TASK DIRECTIONS: How many lines in the entries below contain the string "snow"? Reply with the number alone.
*** ENTRIES ***
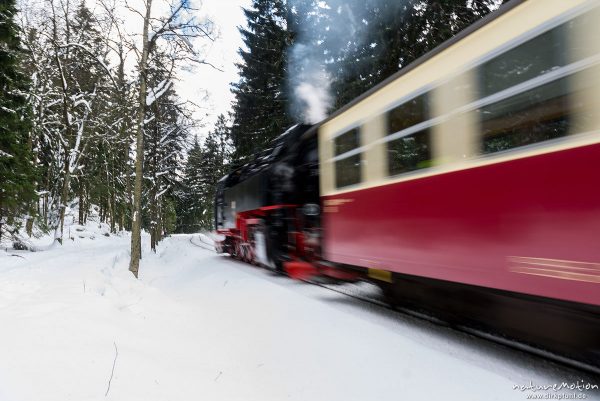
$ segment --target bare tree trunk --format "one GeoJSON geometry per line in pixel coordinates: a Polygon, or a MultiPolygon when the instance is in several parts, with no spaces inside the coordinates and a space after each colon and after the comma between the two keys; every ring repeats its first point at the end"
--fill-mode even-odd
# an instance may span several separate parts
{"type": "Polygon", "coordinates": [[[85,216],[85,199],[84,199],[85,195],[84,195],[84,190],[83,190],[83,182],[80,183],[79,185],[79,224],[80,225],[84,225],[85,222],[84,220],[84,216],[85,216]]]}
{"type": "Polygon", "coordinates": [[[144,17],[144,33],[142,39],[144,46],[142,48],[142,59],[140,60],[140,88],[139,105],[137,114],[137,140],[136,140],[136,158],[135,158],[135,184],[133,189],[133,224],[131,232],[131,260],[129,270],[135,278],[138,277],[140,269],[140,259],[142,257],[142,216],[141,216],[141,198],[142,198],[142,174],[144,161],[144,112],[146,109],[146,68],[148,64],[149,40],[148,30],[150,26],[150,16],[152,11],[152,0],[146,1],[146,16],[144,17]]]}

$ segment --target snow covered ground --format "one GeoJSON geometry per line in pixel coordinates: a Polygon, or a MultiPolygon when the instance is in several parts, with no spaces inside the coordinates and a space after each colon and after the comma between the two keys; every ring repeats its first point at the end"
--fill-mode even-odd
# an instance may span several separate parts
{"type": "Polygon", "coordinates": [[[2,401],[600,399],[515,389],[600,380],[232,261],[197,235],[146,249],[135,280],[126,234],[79,230],[0,251],[2,401]]]}

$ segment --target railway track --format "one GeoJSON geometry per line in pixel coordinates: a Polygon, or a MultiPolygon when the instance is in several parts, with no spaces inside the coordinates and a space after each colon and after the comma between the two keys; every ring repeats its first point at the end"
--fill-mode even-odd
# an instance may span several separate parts
{"type": "MultiPolygon", "coordinates": [[[[203,238],[203,236],[198,236],[198,239],[200,241],[199,244],[193,242],[192,239],[193,239],[193,237],[190,238],[190,243],[192,245],[195,245],[195,246],[198,246],[199,248],[210,250],[213,252],[215,251],[214,245],[209,244],[203,238]]],[[[274,271],[274,270],[273,270],[273,272],[276,272],[277,274],[282,275],[282,276],[286,276],[286,277],[288,276],[285,272],[279,272],[279,271],[274,271]]],[[[338,294],[344,295],[346,297],[349,297],[349,298],[352,298],[352,299],[355,299],[355,300],[358,300],[361,302],[368,303],[370,305],[374,305],[374,306],[386,309],[393,313],[397,313],[397,314],[404,315],[404,316],[411,316],[411,317],[414,317],[417,319],[425,320],[436,326],[445,327],[448,329],[466,333],[466,334],[475,336],[477,338],[491,341],[496,344],[501,344],[508,348],[519,350],[521,352],[525,352],[525,353],[528,353],[531,355],[535,355],[536,357],[541,357],[546,360],[552,361],[554,363],[568,366],[570,368],[575,368],[575,369],[578,369],[583,372],[591,373],[594,375],[600,375],[600,368],[596,367],[596,366],[581,363],[577,360],[566,358],[561,355],[556,355],[554,353],[545,351],[543,349],[539,349],[539,348],[533,347],[528,344],[523,344],[523,343],[520,343],[520,342],[517,342],[514,340],[510,340],[510,339],[495,335],[493,333],[488,333],[485,331],[473,329],[468,326],[452,324],[452,323],[449,323],[449,322],[447,322],[443,319],[440,319],[436,316],[430,315],[428,313],[425,313],[425,312],[422,312],[422,311],[419,311],[416,309],[389,305],[388,303],[383,301],[382,295],[376,289],[377,287],[375,285],[373,285],[372,291],[366,291],[364,289],[361,290],[361,289],[355,288],[355,291],[353,293],[353,291],[350,290],[350,288],[352,288],[352,286],[348,286],[348,285],[319,283],[318,281],[315,281],[315,280],[300,280],[300,281],[310,284],[310,285],[324,288],[324,289],[332,291],[332,292],[336,292],[338,294]],[[369,293],[368,296],[360,295],[360,293],[365,293],[365,292],[369,293]]]]}

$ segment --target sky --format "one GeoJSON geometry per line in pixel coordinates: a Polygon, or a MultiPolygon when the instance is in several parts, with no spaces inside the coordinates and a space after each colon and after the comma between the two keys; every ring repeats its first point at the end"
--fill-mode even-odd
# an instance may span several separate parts
{"type": "Polygon", "coordinates": [[[219,38],[210,47],[207,61],[223,70],[203,65],[193,72],[183,72],[176,84],[176,90],[183,98],[203,107],[198,116],[205,116],[206,127],[198,132],[199,137],[212,129],[219,114],[231,110],[234,97],[230,83],[238,80],[235,63],[240,59],[238,49],[243,46],[237,27],[246,25],[242,7],[249,8],[250,5],[251,0],[204,0],[199,11],[201,16],[208,15],[219,30],[219,38]],[[202,102],[205,91],[209,98],[202,102]]]}

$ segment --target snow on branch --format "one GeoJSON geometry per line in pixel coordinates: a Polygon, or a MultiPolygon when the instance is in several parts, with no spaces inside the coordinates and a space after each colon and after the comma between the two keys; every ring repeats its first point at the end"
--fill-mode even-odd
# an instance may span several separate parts
{"type": "Polygon", "coordinates": [[[10,159],[13,157],[13,155],[11,155],[10,153],[6,153],[2,149],[0,149],[0,157],[6,157],[6,158],[10,159]]]}
{"type": "Polygon", "coordinates": [[[154,102],[160,99],[171,87],[173,86],[173,81],[170,79],[165,79],[161,83],[159,83],[156,88],[150,90],[148,96],[146,96],[146,106],[152,106],[154,102]]]}

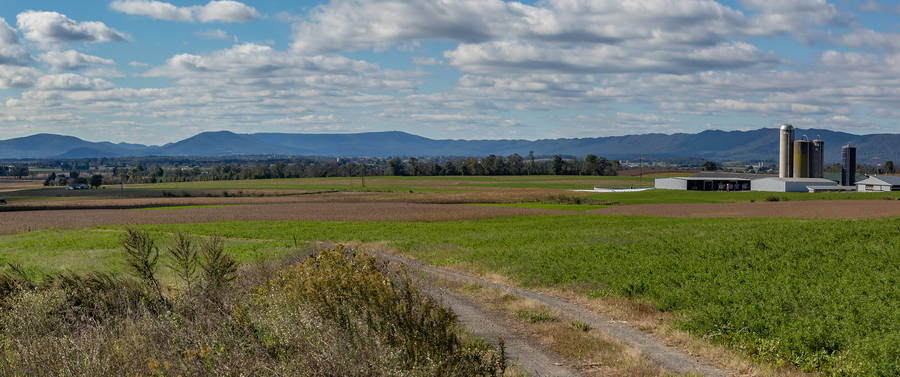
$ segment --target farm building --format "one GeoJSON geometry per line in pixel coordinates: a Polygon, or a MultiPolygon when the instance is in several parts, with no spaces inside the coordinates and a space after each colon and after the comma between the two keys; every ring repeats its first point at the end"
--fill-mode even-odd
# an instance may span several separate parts
{"type": "Polygon", "coordinates": [[[702,172],[690,177],[657,178],[654,186],[658,189],[667,190],[750,191],[750,182],[760,177],[768,176],[758,174],[702,172]]]}
{"type": "Polygon", "coordinates": [[[900,191],[900,177],[876,175],[856,182],[859,192],[900,191]]]}
{"type": "Polygon", "coordinates": [[[753,191],[768,192],[809,192],[812,186],[816,191],[823,191],[826,187],[837,188],[837,182],[825,178],[761,178],[754,179],[751,183],[753,191]]]}
{"type": "Polygon", "coordinates": [[[657,178],[654,186],[667,190],[750,191],[750,180],[727,177],[672,177],[657,178]]]}

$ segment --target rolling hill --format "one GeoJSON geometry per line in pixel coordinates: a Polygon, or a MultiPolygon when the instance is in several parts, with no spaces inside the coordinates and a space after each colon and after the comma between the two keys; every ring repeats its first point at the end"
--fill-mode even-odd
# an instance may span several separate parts
{"type": "MultiPolygon", "coordinates": [[[[797,130],[798,137],[820,137],[825,141],[827,162],[840,160],[840,146],[857,147],[858,159],[869,163],[900,161],[900,134],[854,135],[820,129],[797,130]]],[[[710,130],[696,134],[645,134],[578,139],[541,140],[447,140],[429,139],[405,132],[355,134],[237,134],[204,132],[162,146],[89,142],[72,136],[38,134],[0,141],[0,159],[74,159],[142,156],[486,156],[554,154],[584,156],[589,153],[612,159],[704,158],[717,161],[774,161],[778,154],[778,131],[710,130]]]]}

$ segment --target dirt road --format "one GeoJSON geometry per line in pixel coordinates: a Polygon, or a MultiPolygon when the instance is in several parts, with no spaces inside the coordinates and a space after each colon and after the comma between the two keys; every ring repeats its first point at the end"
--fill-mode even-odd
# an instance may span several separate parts
{"type": "MultiPolygon", "coordinates": [[[[458,272],[449,271],[441,268],[437,268],[434,266],[430,266],[428,264],[424,264],[415,260],[410,260],[402,257],[398,257],[396,255],[388,254],[385,252],[381,252],[378,250],[367,250],[367,252],[372,253],[373,255],[377,255],[378,257],[394,262],[394,263],[402,263],[409,266],[412,269],[418,271],[425,271],[430,274],[435,274],[443,278],[448,278],[452,280],[462,281],[469,284],[480,284],[484,286],[493,287],[496,289],[502,289],[508,291],[517,296],[526,297],[542,304],[545,304],[549,307],[557,309],[561,311],[565,316],[578,320],[584,323],[589,324],[593,328],[598,329],[599,331],[610,335],[623,343],[637,349],[644,356],[656,362],[663,369],[677,374],[695,374],[702,375],[708,377],[725,377],[728,376],[729,373],[719,367],[710,365],[705,363],[704,361],[697,360],[696,358],[680,351],[669,347],[658,340],[650,337],[647,334],[644,334],[638,330],[635,330],[631,327],[625,326],[623,324],[617,323],[613,321],[612,318],[603,315],[601,313],[596,313],[590,310],[587,310],[581,306],[570,303],[568,301],[561,300],[556,297],[551,297],[535,292],[531,292],[524,289],[509,287],[505,285],[500,285],[497,283],[489,282],[483,279],[479,279],[476,277],[460,274],[458,272]]],[[[445,301],[449,306],[456,311],[457,307],[454,306],[456,304],[453,300],[445,301]]],[[[463,312],[470,312],[471,308],[460,307],[460,310],[463,312]]],[[[476,321],[478,322],[478,321],[476,321]]],[[[485,332],[488,332],[489,335],[494,335],[493,332],[484,329],[485,332]]],[[[476,331],[477,333],[477,331],[476,331]]],[[[548,357],[552,359],[552,357],[548,357]]],[[[535,359],[538,360],[538,359],[535,359]]],[[[544,363],[541,361],[539,364],[544,363]]],[[[574,372],[569,372],[571,374],[568,375],[576,375],[574,372]]],[[[549,374],[539,374],[539,375],[549,375],[549,374]]]]}
{"type": "Polygon", "coordinates": [[[714,204],[634,204],[589,214],[665,217],[881,218],[900,216],[900,200],[809,200],[714,204]]]}

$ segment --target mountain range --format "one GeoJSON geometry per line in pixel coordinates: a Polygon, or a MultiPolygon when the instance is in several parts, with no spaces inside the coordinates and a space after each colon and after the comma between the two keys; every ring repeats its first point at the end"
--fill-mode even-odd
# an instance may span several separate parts
{"type": "MultiPolygon", "coordinates": [[[[798,138],[825,141],[825,160],[840,161],[841,146],[857,148],[862,163],[900,161],[900,134],[854,135],[822,129],[797,130],[798,138]]],[[[695,134],[643,134],[628,136],[541,140],[449,140],[413,134],[367,132],[355,134],[238,134],[204,132],[161,146],[90,142],[73,136],[37,134],[0,141],[0,159],[77,159],[98,157],[220,157],[248,155],[319,157],[438,157],[488,154],[537,156],[554,154],[585,156],[593,153],[610,159],[703,158],[717,161],[775,161],[778,130],[709,130],[695,134]]]]}

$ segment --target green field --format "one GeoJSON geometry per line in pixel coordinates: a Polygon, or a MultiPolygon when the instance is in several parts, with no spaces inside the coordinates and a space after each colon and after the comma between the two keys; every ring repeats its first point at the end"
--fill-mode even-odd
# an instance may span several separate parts
{"type": "Polygon", "coordinates": [[[558,209],[561,211],[590,211],[610,207],[602,204],[556,204],[556,203],[472,203],[473,206],[487,207],[512,207],[512,208],[538,208],[558,209]]]}
{"type": "MultiPolygon", "coordinates": [[[[900,374],[900,220],[530,216],[436,223],[232,222],[145,227],[219,234],[241,260],[297,240],[386,242],[523,286],[625,297],[751,357],[825,375],[900,374]]],[[[111,227],[0,237],[0,262],[121,270],[111,227]],[[72,262],[70,265],[65,261],[72,262]]]]}
{"type": "Polygon", "coordinates": [[[900,199],[900,192],[707,192],[681,190],[647,190],[640,192],[610,192],[590,194],[588,198],[619,204],[655,203],[737,203],[793,200],[884,200],[900,199]]]}

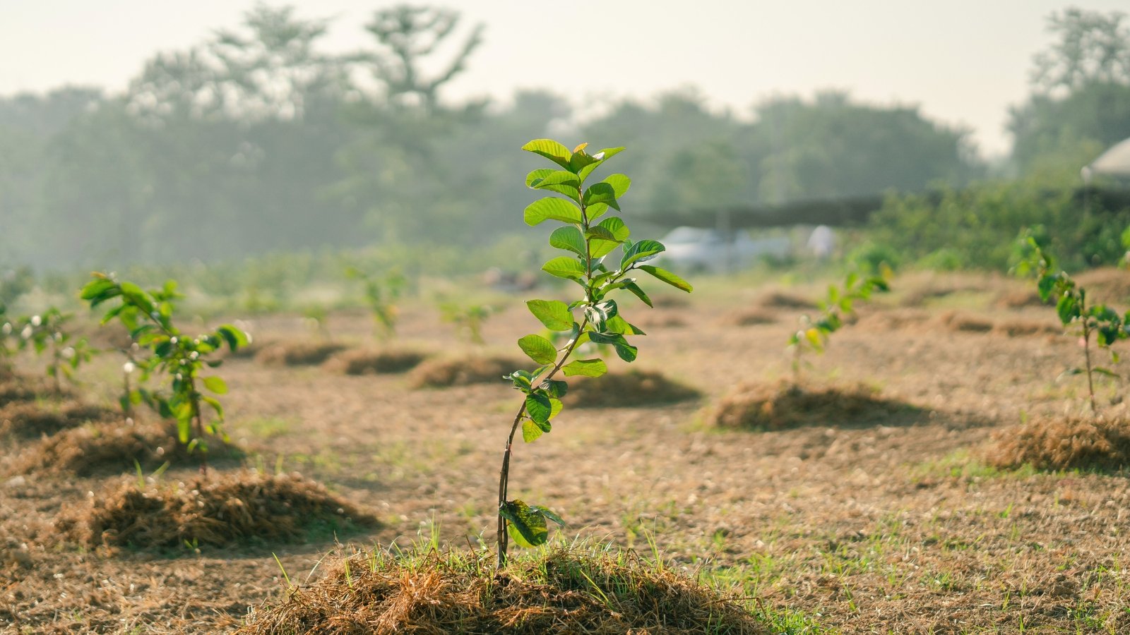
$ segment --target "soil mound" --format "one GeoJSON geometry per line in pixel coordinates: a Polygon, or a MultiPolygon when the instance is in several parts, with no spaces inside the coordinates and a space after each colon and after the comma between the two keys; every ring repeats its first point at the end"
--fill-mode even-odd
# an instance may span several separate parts
{"type": "Polygon", "coordinates": [[[0,436],[35,438],[53,435],[90,421],[110,420],[120,414],[89,403],[66,403],[58,409],[35,403],[9,403],[0,408],[0,436]]]}
{"type": "Polygon", "coordinates": [[[347,350],[325,363],[329,371],[347,375],[406,373],[423,362],[427,355],[418,350],[347,350]]]}
{"type": "Polygon", "coordinates": [[[331,341],[278,342],[255,354],[255,362],[273,366],[314,366],[346,349],[331,341]]]}
{"type": "Polygon", "coordinates": [[[732,594],[632,553],[556,548],[498,573],[493,558],[356,554],[254,610],[237,633],[768,633],[732,594]]]}
{"type": "Polygon", "coordinates": [[[999,468],[1031,464],[1038,470],[1118,470],[1130,467],[1130,420],[1125,417],[1037,417],[993,436],[985,459],[999,468]]]}
{"type": "Polygon", "coordinates": [[[412,388],[447,388],[453,385],[503,383],[503,375],[529,365],[508,357],[462,357],[431,359],[409,374],[412,388]]]}
{"type": "Polygon", "coordinates": [[[277,545],[311,531],[375,524],[299,475],[211,472],[188,484],[138,487],[124,478],[55,528],[95,547],[177,548],[240,543],[277,545]]]}
{"type": "Polygon", "coordinates": [[[707,414],[709,424],[722,428],[779,430],[802,426],[905,425],[922,410],[878,397],[863,384],[797,386],[788,382],[739,385],[707,414]]]}
{"type": "MultiPolygon", "coordinates": [[[[209,461],[236,459],[243,453],[232,445],[209,443],[209,461]]],[[[122,473],[136,469],[134,461],[153,470],[164,462],[174,466],[200,463],[199,452],[189,454],[171,429],[121,423],[71,428],[46,437],[16,456],[14,472],[122,473]]]]}
{"type": "Polygon", "coordinates": [[[637,408],[698,399],[697,390],[654,371],[628,371],[601,377],[572,377],[564,401],[572,408],[637,408]]]}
***
WRITTEN RESPONSE: 2